::: Dataset extract :::

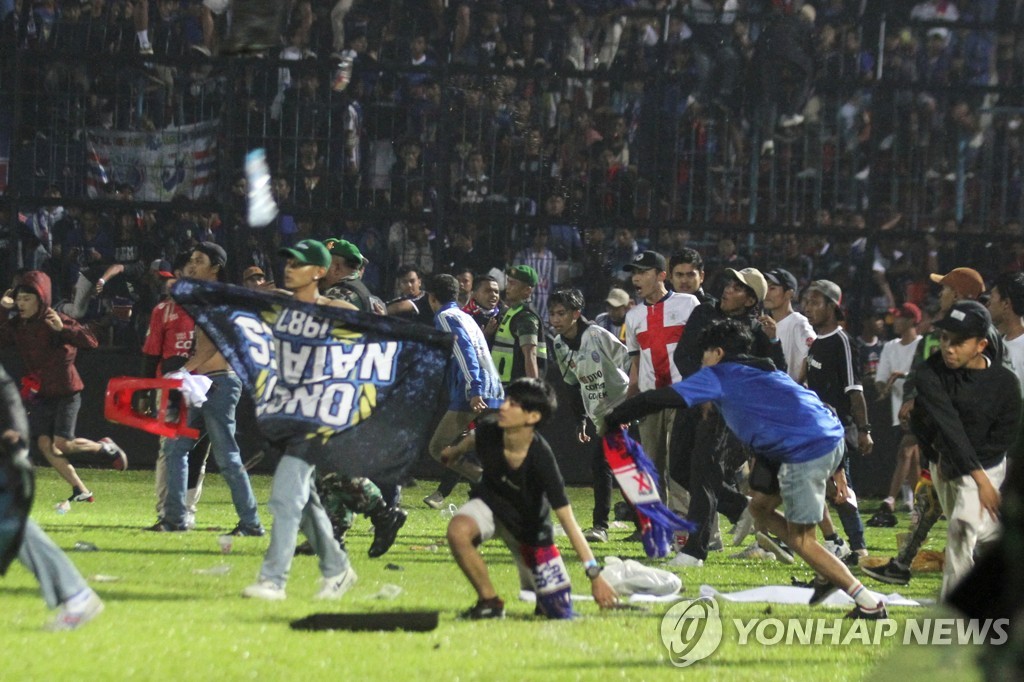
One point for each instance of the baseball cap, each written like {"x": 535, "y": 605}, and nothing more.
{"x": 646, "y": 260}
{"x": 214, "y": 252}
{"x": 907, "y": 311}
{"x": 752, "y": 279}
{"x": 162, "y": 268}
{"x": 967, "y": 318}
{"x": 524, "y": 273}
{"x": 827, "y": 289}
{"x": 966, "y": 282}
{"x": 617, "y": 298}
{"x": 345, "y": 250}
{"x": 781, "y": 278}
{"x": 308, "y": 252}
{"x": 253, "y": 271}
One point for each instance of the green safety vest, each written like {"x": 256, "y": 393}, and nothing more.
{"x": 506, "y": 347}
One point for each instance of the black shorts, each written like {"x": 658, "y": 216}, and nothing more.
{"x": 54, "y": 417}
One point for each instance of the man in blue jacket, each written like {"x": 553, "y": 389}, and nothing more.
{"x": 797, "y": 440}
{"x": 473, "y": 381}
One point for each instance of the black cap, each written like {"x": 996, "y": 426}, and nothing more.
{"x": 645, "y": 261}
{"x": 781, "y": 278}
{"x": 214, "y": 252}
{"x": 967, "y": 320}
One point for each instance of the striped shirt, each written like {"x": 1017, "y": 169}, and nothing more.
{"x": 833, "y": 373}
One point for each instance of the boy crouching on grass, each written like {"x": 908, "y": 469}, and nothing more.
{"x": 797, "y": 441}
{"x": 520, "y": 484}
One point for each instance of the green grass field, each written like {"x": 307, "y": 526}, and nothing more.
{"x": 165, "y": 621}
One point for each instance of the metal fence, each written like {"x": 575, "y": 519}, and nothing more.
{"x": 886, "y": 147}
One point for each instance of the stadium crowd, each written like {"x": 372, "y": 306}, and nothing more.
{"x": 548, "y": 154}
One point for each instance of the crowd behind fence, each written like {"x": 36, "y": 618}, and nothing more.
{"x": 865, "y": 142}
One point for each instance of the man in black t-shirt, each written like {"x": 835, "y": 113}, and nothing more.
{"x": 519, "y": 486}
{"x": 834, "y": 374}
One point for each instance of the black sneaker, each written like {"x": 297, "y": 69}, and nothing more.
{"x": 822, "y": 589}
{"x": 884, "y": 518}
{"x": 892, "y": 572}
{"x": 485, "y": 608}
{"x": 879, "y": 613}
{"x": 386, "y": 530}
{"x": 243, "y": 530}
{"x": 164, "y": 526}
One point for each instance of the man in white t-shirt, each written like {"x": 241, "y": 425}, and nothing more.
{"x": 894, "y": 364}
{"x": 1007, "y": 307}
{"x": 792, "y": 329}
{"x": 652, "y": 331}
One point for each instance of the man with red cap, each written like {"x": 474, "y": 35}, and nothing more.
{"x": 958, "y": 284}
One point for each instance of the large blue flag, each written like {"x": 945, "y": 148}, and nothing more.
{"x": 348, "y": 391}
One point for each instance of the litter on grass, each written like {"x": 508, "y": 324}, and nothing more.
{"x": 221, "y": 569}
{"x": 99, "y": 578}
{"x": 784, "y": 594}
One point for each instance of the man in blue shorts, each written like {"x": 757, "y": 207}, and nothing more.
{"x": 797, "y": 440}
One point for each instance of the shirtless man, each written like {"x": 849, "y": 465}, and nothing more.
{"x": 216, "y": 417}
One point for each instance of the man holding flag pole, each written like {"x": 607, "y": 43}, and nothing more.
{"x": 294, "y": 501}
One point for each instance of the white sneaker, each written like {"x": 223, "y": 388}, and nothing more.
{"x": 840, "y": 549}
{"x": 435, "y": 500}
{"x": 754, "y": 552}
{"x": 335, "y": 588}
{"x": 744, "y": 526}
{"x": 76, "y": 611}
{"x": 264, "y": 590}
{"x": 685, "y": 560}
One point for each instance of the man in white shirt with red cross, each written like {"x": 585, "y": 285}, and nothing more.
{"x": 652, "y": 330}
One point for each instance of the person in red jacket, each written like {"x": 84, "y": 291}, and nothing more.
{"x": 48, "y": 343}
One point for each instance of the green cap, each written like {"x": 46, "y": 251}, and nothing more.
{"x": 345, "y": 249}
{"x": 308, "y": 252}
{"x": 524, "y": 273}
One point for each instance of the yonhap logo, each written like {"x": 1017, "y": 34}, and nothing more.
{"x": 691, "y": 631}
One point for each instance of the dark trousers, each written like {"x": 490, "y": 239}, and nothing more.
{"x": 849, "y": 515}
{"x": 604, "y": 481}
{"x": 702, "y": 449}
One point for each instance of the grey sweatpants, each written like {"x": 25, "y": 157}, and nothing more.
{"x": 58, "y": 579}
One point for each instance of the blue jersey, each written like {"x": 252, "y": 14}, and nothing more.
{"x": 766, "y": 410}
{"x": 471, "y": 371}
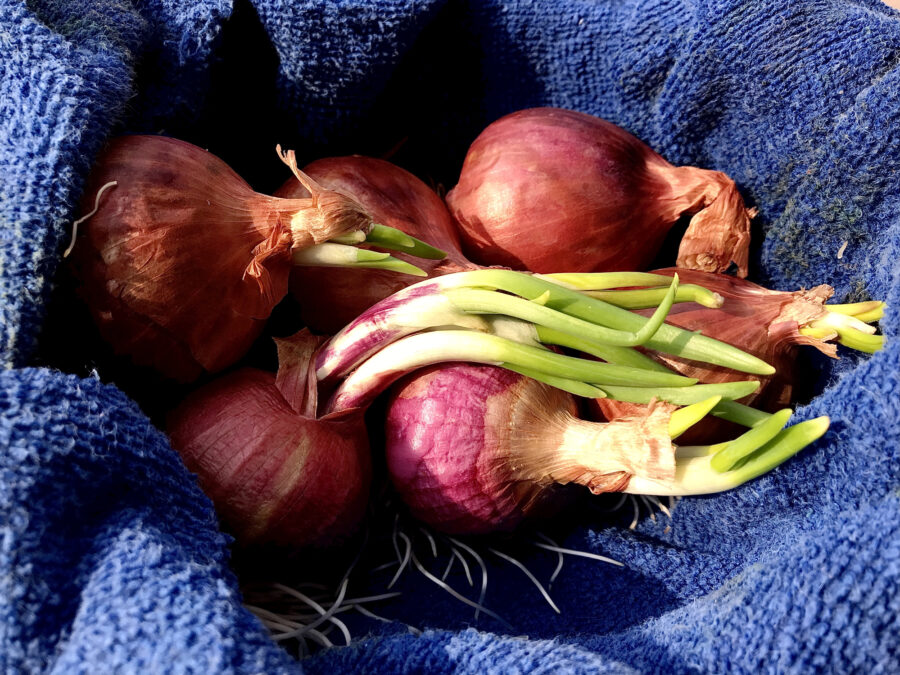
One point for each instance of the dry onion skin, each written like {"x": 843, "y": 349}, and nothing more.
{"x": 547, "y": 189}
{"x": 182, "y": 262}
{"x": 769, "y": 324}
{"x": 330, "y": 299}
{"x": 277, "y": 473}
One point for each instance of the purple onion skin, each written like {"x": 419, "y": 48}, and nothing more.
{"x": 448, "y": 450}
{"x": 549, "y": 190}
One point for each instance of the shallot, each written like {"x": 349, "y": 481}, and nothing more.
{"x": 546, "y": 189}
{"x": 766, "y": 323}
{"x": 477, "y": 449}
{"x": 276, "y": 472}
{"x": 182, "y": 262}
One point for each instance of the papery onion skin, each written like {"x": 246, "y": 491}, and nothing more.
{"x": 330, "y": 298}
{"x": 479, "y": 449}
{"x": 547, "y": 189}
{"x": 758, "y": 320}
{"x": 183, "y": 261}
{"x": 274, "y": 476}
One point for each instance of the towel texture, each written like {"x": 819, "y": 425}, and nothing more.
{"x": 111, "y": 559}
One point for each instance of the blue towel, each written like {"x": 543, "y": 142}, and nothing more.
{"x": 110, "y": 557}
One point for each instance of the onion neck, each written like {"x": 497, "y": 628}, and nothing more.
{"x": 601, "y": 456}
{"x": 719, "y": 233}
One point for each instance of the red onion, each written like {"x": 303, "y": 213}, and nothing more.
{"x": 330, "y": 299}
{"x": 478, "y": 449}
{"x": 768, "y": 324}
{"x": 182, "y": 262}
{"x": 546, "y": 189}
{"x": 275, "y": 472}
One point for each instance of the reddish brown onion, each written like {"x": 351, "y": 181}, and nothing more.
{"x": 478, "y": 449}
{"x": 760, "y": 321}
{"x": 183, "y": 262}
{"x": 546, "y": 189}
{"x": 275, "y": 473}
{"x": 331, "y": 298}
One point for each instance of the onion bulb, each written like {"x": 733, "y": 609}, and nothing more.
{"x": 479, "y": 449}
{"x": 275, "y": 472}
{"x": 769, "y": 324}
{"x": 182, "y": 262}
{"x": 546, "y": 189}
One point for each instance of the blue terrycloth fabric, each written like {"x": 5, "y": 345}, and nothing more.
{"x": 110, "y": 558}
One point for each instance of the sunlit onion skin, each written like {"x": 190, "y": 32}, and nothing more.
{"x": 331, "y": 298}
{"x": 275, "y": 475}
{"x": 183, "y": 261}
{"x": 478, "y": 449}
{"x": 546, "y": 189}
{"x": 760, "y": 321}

:::
::: Dataset extract :::

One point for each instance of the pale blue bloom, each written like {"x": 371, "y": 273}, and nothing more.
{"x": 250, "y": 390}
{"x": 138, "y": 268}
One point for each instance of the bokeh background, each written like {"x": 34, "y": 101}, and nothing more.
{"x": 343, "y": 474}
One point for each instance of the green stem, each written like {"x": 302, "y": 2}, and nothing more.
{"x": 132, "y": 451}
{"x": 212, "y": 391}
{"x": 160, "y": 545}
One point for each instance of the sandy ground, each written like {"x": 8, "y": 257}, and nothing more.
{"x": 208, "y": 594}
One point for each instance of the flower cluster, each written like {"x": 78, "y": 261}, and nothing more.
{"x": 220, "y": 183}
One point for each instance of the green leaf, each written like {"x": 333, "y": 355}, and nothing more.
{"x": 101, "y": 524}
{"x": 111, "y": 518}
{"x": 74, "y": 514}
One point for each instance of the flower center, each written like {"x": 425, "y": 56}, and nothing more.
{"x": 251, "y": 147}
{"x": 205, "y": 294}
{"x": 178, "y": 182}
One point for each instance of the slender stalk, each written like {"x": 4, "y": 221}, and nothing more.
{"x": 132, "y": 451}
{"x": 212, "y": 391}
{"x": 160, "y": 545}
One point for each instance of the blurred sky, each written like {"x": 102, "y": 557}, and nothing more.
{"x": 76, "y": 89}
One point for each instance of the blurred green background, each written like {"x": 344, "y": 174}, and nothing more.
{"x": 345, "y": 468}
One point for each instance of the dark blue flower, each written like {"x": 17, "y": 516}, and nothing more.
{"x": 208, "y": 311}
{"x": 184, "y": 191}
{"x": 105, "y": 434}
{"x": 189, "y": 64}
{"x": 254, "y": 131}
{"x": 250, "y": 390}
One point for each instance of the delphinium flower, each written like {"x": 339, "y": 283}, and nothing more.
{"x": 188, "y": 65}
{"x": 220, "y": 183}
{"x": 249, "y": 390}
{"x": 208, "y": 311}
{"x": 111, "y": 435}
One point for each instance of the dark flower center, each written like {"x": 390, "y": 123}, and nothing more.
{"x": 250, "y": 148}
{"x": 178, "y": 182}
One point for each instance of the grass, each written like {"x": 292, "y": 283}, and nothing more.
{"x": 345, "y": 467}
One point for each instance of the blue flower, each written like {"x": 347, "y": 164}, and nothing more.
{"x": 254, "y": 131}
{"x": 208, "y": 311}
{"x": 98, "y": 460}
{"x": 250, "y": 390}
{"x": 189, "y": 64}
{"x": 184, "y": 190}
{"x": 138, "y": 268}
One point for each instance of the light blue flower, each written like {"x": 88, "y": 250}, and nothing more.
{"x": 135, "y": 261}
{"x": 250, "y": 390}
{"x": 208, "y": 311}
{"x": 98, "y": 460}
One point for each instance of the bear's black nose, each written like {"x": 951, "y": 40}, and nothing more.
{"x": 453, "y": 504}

:::

| Problem statement |
How many lines of the material above contain the string "dark"? Case counts; reply with the number only.

| Solution for this problem |
3